**WORK TO BE COMPLETED**
Transcribe the data below verbatim from the line with "Target: tree branch" to the line with "Target: rock in water". Include both of those lines.

==============================

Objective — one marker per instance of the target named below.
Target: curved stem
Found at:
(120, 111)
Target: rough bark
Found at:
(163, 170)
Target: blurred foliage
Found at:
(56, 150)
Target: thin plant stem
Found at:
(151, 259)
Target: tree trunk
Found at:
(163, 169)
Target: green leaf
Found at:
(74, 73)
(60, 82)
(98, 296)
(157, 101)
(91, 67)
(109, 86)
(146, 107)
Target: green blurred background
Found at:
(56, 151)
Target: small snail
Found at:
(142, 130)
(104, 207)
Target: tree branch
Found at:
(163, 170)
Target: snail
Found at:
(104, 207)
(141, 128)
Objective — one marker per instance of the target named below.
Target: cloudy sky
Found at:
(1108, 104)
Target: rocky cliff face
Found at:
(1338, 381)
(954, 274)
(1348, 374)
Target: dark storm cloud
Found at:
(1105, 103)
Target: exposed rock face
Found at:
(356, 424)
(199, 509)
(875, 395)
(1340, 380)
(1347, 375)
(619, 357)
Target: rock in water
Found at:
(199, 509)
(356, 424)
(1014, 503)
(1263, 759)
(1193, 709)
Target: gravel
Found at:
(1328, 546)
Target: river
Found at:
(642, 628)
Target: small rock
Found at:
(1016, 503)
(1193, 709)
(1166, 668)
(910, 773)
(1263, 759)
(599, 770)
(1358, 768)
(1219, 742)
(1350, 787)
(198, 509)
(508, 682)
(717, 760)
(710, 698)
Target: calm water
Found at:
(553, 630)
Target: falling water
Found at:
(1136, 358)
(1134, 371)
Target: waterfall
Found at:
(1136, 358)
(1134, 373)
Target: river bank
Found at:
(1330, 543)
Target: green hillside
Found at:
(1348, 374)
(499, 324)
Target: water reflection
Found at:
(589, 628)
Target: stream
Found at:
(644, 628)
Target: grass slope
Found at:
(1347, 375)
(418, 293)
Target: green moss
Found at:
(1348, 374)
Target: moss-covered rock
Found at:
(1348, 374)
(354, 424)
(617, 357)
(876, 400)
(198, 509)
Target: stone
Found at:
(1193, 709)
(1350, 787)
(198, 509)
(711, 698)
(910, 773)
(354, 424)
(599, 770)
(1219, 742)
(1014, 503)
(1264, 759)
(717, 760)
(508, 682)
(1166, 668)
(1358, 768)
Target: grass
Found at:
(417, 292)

==============================

**RESPONSE TO THE TASK**
Target: tree branch
Found at:
(163, 170)
Target: snail
Found at:
(104, 207)
(141, 128)
Objective — one marker per instance of the target named below.
Target: cloudy sky
Found at:
(1108, 104)
Target: rocky cliff face
Found at:
(1338, 381)
(954, 274)
(1348, 374)
Target: dark storm cloud
Found at:
(1105, 103)
Target: exposed rock face
Found at:
(356, 424)
(199, 509)
(875, 395)
(1340, 380)
(1347, 375)
(619, 357)
Target: rock in water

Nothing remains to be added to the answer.